**任务说明 1:**
列出 Kong Entity 代码讲解中 Entity.new 函数借助 entity_errors 返回的全部错误名称。
**任务说明 2:**
从这段 Kong Entity 代码讲解的末尾往下续写。
─── 原文段落
Entity 只是简单对 Schema 进行一层封装。

代码语言:javascript复制
-- definition 是 schema 结构体
function Entity.new(definition)

  -- 初始化 Schema 对象
  local self, err = Schema.new(definition)
  if not self then
    return nil, err
  end

  -- 遍历 schema fields
  for name, field in self:each_field() do
    if field.nilable then
      return nil, entity_errors.NO_NILABLE:format(name)
    end

    if field.abstract then
      goto continue
    end

    if field.type == "map" then
      if field.keys.type ~= "string" then
        return nil, entity_errors.MAP_KEY_STRINGS_ONLY:format(name)
      end

    elseif field.type == "record" then
      make_records_required(field)

    elseif field.type == "function" then
      return nil, entity_errors.NO_FUNCTIONS:format(name)
    end

    ::continue::
  end

  self.new_subschema = Entity.new_subschema

  return self
end

Entity 对象随后被加载到 DB.new() 函数中:

代码语言:javascript复制
local schemas = { 
   }

do
  -- load schemas
  -- core entities are for now the only source of schemas.
  -- TODO: support schemas from plugins entities as well.

  -- 载入核心 entity,为什么是核心 entity
  -- 因为还有 plugin 自定义的 entity
  -- 这些 entity 是 Kong 自身的
  for _, entity_name in ipairs(constants.CORE_ENTITIES) do

    -- 加载 schema(数据结构体)
    local entity_schema = require("kong.db.schema.entities." .. entity_name)

    -- validate core entities schema via metaschema
    local ok, err_t = MetaSchema:validate(entity_schema)
    if not ok then
      return nil, fmt("schema of entity '%s' is invalid: %s", entity_name,
                      tostring(errors:schema_violation(err_t)))
    end

    -- 加载 entity 对象
    local entity, err = Entity.new(entity_schema)
    if not entity then
      return nil, fmt("schema of entity '%s' is invalid: %s", entity_name,
                      err)
──────
─── 提取数据
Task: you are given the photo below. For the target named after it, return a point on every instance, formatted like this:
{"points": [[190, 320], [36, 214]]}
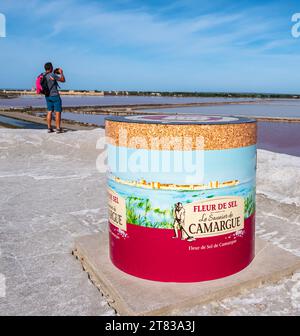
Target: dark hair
{"points": [[48, 66]]}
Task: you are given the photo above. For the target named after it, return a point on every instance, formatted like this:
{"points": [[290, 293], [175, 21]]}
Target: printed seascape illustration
{"points": [[155, 208]]}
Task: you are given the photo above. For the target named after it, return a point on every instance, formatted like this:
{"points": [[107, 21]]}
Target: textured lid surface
{"points": [[181, 119]]}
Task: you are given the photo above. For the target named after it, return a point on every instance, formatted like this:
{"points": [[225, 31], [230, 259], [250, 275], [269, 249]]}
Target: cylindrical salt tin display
{"points": [[181, 195]]}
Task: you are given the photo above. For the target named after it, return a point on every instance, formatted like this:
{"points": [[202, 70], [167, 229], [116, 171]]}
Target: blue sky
{"points": [[192, 45]]}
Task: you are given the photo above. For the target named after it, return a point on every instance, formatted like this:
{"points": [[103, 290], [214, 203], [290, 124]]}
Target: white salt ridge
{"points": [[278, 177]]}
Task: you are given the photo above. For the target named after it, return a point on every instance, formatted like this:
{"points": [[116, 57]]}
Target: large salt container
{"points": [[181, 195]]}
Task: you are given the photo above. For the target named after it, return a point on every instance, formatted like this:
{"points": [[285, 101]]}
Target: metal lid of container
{"points": [[181, 119]]}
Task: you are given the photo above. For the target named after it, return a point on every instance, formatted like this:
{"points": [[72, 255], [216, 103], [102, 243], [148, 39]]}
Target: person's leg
{"points": [[57, 120], [50, 108], [58, 110], [49, 119], [175, 229]]}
──────
**参考答案 1:**
NO_NILABLE、MAP_KEY_STRINGS_ONLY、NO_FUNCTIONS

**参考答案 2:**
    end
    schemas[entity_name] = entity

    -- load core entities subschemas
    local subschemas
    ok, subschemas = utils.load_module_if_exists("kong.db.schema.entities." .. entity_name .. "_subschemas")
    if ok then
      for name, subschema in pairs(subschemas) do
        local ok, err = entity:new_subschema(name, subschema)
        if not ok then
          return nil, ("error initializing schema for %s: %s"):format(entity_name, err)
        end
      end
    end
  end
end
3.1.3. DAO

db/dao/init.lua 中定义了一系列对数据库操作的方法,例如:

代码语言:javascript复制
function DAO:select(primary_key, options)
function DAO:page(size, offset, options)
function DAO:each(size, options)
function DAO:insert(entity, options)
function DAO:update(primary_key, entity, options)
function DAO:delete(primary_key, options)
...

DAO.new() 会创建一个包含 db 连接信息,entity 的 table。

代码语言:javascript复制
-- schema 参数是 Entity 对象
-- DB 结构体: local self = { 
   
  -- daos = daos, -- each of those has the connector singleton
  -- strategies = strategies,
  -- connector = connector,
  -- strategy = strategy,
  -- errors = errors,
  -- infos = connector:infos(),
  -- kong_config = kong_config,
  -- }
function _M.new(db, schema, strategy, errors)
  local fk_methods = generate_foreign_key_methods(schema)
  -- 继承 DAO 基础方法
  local super      = setmetatable(fk_methods, DAO)

  local self = { 
   
    db         = db,
    schema     = schema,
    strategy   = strategy,
    errors     = errors,
    pagination = utils.shallow_copy(defaults.pagination),
    super      = super,
  }

  if schema.dao then
    -- 插件自定义的 dao
    local custom_dao = require(schema.dao)
    for name, method in pairs(custom_dao) do
      self[name] = method
    end
  end

  return setmetatable(self, { 
    __index = super })
end

dbinit.lua 中加载所有 DAO 对象。

代码语言:javascript复制
  do
    -- load DAOs

    for _, schema in pairs(schemas) do
      local strategy = strategies[schema.name]
      if not strategy then
        return nil, fmt("no strategy found for schema '%s'", schema.name)
      end

      -- 储存 daos
      daos[schema.name] = DAO.new(self, schema, strategy, errors)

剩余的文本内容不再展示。